TASK TO COMPLETE
Copy the items starting at the first line and ending at the line that contains "(151, 68), (163, 97)", swapping "Sample" for "Example" and leaving everything else unchanged.

--- START ---

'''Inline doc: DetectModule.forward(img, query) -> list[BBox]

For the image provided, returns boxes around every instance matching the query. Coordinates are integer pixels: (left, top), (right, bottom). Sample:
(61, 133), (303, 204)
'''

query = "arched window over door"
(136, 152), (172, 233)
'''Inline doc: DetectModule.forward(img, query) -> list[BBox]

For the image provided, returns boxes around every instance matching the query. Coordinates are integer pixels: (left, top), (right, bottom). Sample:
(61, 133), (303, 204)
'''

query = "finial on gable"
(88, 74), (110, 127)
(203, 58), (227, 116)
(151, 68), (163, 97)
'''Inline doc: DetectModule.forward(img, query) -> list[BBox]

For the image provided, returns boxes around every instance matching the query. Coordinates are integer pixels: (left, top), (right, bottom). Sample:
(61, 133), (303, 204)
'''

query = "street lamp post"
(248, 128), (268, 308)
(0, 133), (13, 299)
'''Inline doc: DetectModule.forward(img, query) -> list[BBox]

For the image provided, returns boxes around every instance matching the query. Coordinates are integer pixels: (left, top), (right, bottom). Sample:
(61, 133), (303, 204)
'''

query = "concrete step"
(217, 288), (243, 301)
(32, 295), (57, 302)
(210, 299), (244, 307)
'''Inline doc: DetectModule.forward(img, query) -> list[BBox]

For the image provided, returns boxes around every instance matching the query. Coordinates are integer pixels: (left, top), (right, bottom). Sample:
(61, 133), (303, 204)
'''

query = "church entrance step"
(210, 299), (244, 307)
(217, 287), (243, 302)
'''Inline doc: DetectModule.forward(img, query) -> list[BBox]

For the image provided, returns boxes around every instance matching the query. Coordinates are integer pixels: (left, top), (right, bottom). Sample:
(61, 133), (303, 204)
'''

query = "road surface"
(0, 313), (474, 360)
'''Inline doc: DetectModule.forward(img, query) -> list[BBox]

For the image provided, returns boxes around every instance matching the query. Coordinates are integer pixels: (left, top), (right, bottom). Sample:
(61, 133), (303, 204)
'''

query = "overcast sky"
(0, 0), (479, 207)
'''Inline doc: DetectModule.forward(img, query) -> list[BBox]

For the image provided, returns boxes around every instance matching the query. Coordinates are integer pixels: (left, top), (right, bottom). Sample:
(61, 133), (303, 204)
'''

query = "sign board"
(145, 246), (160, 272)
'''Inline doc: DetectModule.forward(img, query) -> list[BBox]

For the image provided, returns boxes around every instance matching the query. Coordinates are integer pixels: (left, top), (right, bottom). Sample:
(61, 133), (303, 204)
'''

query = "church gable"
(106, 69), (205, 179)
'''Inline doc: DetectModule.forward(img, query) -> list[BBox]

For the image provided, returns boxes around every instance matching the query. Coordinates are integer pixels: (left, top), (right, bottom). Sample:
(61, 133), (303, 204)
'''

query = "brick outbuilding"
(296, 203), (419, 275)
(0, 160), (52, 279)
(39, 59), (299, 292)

--- END ---

ANSWER IN FULL
'''Inline doc: DetectModule.forward(img, query) -> list[BBox]

For the image provided, returns boxes around every instance matching the query. Coordinates are integer pixels: (left, top), (right, bottom). Example:
(61, 133), (303, 204)
'''

query = "arched window over door"
(136, 152), (172, 233)
'''Inline doc: DetectModule.forward(img, query) -> list[BBox]

For the image provided, returns boxes around every instance matching the query. Coordinates are integer pixels: (left, top), (right, bottom). Example:
(61, 133), (303, 204)
'''

query = "finial on gable"
(88, 74), (110, 127)
(203, 58), (227, 116)
(151, 68), (163, 97)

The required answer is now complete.